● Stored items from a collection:
....................

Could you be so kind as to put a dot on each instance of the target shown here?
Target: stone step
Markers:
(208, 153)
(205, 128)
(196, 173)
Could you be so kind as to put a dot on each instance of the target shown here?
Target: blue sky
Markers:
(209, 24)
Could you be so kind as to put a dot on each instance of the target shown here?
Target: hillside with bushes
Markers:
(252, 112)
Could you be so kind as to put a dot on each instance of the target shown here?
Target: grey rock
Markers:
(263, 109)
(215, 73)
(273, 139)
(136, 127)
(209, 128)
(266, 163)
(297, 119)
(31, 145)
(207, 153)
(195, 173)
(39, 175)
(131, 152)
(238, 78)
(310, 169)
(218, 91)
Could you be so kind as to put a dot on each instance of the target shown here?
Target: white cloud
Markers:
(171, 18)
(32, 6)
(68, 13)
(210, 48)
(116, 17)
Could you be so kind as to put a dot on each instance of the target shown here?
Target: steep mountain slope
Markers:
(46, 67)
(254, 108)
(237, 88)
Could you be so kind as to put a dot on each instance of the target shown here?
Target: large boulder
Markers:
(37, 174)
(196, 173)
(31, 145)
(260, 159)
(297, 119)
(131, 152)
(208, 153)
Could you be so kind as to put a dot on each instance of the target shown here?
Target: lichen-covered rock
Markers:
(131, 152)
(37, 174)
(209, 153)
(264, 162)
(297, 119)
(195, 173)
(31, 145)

....................

● Your objective: All that belongs in the answer is an exact copy of the lines from the start of the records above through the line with "Target: large boulder".

● Result of this task:
Could you be so kind as to put a dot on each instance of the target shown here?
Target: stone step
Markers:
(208, 153)
(205, 128)
(196, 173)
Could you be so kind as to put a dot on each instance of the target shown here?
Target: blue sky
Markers:
(209, 24)
Could you be so kind as to put a dot on each instance of the target shown here?
Target: hillside with bushes
Markers:
(252, 112)
Could you be so kind as to put a dot on each instance of the target shown here?
Target: grey rock
Markers:
(263, 109)
(215, 73)
(273, 139)
(136, 127)
(209, 128)
(266, 163)
(297, 119)
(31, 145)
(207, 153)
(195, 173)
(39, 175)
(131, 152)
(238, 78)
(310, 169)
(218, 91)
Could you be so kind as to put a dot on each instance of the target shown here?
Target: white cloud
Markers:
(171, 18)
(32, 6)
(68, 13)
(210, 48)
(116, 17)
Could you be so kind as to put a dot on each instance of the target shown here?
Target: steep mountain slope
Markers:
(46, 67)
(254, 108)
(237, 88)
Could you be so kind as to put a dot on each instance of the target shown here?
Target: large boulder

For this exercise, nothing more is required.